** Opening RECORDS SUPPLIED block **
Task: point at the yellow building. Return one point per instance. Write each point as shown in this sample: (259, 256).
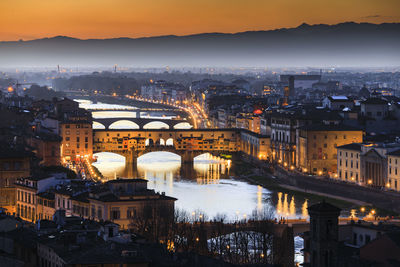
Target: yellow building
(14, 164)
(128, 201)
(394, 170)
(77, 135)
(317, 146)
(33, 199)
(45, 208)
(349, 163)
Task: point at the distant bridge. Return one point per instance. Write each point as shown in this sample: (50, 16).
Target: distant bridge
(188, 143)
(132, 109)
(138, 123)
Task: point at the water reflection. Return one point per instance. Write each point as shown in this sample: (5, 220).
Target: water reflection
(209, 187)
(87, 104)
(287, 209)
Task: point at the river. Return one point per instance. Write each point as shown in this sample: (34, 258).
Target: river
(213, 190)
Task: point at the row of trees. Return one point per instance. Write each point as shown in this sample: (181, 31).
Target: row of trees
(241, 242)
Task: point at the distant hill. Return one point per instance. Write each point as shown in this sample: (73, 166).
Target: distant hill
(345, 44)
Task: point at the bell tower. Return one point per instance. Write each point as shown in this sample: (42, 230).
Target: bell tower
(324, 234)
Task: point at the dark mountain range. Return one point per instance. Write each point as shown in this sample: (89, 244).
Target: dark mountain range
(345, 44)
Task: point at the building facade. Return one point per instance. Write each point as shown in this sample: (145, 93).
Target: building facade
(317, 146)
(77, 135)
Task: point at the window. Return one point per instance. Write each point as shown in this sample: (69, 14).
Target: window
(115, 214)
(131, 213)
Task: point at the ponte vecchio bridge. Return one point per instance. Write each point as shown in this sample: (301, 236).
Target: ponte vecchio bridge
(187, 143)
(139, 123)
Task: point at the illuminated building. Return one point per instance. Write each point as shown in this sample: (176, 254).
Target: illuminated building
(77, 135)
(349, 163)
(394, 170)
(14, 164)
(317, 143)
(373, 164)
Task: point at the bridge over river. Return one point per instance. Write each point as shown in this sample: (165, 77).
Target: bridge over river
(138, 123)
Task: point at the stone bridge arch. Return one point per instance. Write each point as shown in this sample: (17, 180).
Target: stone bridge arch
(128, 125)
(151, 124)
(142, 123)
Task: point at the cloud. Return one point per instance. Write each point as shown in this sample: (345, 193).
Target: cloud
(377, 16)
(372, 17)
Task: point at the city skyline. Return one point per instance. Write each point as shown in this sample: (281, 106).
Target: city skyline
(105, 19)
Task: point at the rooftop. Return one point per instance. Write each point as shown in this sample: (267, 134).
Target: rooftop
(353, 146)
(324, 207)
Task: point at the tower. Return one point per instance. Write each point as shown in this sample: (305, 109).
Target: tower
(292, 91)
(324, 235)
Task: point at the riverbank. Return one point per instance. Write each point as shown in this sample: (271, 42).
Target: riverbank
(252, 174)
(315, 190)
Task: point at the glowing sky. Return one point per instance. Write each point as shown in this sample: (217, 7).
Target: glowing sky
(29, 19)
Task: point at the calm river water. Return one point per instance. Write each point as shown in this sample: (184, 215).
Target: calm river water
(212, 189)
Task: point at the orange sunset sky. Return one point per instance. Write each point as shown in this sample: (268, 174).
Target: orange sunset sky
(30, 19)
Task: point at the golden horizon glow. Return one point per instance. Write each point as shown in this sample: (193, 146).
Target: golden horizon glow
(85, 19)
** Closing RECORDS SUPPLIED block **
** Opening RECORDS SUPPLIED block **
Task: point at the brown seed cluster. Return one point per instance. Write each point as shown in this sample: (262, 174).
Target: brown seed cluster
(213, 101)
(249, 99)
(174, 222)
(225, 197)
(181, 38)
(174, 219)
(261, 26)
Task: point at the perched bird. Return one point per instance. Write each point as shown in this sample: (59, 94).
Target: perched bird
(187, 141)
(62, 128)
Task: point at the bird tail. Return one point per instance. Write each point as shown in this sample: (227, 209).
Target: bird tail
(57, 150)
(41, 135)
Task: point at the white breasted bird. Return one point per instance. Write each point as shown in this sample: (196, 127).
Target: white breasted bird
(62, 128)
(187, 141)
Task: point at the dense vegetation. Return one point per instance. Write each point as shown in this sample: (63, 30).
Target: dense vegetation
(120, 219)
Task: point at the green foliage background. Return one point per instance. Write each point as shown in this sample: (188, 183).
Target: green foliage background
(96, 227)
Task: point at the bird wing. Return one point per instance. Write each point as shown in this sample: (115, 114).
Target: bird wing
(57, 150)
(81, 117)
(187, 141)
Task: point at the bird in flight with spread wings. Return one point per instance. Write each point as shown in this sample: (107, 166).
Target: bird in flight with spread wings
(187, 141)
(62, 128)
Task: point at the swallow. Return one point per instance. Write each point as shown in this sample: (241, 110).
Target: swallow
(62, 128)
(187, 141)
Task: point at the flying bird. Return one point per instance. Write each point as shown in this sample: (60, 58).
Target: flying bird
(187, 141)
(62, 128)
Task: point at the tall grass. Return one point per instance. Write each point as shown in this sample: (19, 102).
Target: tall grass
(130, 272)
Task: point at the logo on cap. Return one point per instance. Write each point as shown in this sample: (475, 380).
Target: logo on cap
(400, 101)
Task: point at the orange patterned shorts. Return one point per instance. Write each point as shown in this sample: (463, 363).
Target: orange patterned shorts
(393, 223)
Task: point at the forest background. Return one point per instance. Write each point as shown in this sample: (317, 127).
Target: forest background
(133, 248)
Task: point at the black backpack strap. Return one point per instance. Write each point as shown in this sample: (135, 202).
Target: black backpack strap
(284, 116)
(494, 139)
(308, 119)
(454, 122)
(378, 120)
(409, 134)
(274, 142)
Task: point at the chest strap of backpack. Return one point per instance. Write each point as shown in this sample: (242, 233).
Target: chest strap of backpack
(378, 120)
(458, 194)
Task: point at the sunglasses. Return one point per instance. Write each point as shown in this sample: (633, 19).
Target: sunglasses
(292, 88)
** Closing RECORDS SUPPLIED block **
** Opening RECORDS SUPPLIED block **
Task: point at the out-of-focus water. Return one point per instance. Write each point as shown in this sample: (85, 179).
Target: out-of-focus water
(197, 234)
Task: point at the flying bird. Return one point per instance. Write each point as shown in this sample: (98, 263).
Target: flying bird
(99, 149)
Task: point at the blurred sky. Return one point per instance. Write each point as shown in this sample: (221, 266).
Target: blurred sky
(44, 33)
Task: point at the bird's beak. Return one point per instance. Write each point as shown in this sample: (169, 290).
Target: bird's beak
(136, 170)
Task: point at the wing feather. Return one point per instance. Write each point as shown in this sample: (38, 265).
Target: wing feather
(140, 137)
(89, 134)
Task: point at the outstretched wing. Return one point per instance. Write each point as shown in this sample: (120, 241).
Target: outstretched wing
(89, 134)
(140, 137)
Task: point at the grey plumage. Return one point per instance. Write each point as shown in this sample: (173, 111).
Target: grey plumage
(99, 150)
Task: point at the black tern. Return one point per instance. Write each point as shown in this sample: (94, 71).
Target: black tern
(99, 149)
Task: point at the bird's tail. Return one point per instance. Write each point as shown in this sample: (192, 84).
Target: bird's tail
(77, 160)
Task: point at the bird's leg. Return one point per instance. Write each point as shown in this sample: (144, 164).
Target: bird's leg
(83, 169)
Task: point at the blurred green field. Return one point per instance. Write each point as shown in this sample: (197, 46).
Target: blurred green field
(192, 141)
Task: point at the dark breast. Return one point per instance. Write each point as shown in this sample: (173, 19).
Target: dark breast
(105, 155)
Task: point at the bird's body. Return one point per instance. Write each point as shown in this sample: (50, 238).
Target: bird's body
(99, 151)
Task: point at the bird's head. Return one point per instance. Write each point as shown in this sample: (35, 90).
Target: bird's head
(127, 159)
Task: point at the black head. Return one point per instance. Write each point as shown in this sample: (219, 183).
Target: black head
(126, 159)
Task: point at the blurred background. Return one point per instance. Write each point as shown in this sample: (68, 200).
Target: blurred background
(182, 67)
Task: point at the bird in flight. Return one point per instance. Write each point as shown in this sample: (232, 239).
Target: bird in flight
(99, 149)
** Closing RECORDS SUPPLIED block **
*TASK OBJECTIVE*. Using the records above, print exactly the lines between the ones containing "Task: point at the yellow" and "Task: point at the stone", inclusive, and nothing else; no pictures.

*REPLY TO THE EXERCISE*.
Task: point at the yellow building. Return one point per instance. Write each point as shown in this sample: (259, 256).
Target: yellow building
(14, 164)
(128, 201)
(394, 170)
(77, 135)
(317, 146)
(33, 199)
(45, 208)
(349, 163)
Task: point at the distant bridge. Return one point per instance. Write each point as shown in this sample: (50, 16).
Target: distant bridge
(188, 143)
(132, 109)
(138, 123)
Task: point at the water reflection. Return one point per instance. Write each point as shown in this sample: (5, 220).
Target: water reflection
(209, 187)
(87, 104)
(287, 209)
Task: point at the river. Return one point per instance. Write each point as shown in this sample: (34, 258).
Target: river
(213, 190)
Task: point at the row of trees. Return one point per instance. Write each point as shown in this sample: (181, 31).
Target: row of trees
(241, 242)
Task: point at the distant hill. Return one point per instance. Write each point as shown in this sample: (73, 166).
Target: distant hill
(345, 44)
Task: point at the bell tower. Return one point per instance. Write each point as shown in this sample: (42, 230).
Target: bell tower
(324, 234)
Task: point at the dark mountain range. Return one point per instance. Write each point as shown in this sample: (89, 244).
Target: dark mountain range
(345, 44)
Task: point at the building facade. Return one point per instance. Write each point as shown in this sample: (145, 93).
Target: building facade
(317, 146)
(77, 135)
Task: point at the window. Return one point per instance. Write each point as shown in this sample: (69, 14).
Target: window
(115, 214)
(131, 213)
Task: point at the ponte vecchio bridge. Return one point per instance. Write each point as shown in this sample: (301, 236).
Target: ponte vecchio bridge
(187, 143)
(139, 123)
Task: point at the illuminated building. Return one point per instance. Write each point as shown in this sample: (176, 254).
Target: illuminated building
(77, 135)
(349, 163)
(394, 170)
(14, 164)
(317, 143)
(373, 164)
Task: point at the bridge over river. Return one point per instance. Write each point as shown in this sample: (165, 77).
Target: bridge over river
(138, 123)
Task: point at the stone bridge arch. Return one point per instance. Write each point as shown in this sample: (17, 180).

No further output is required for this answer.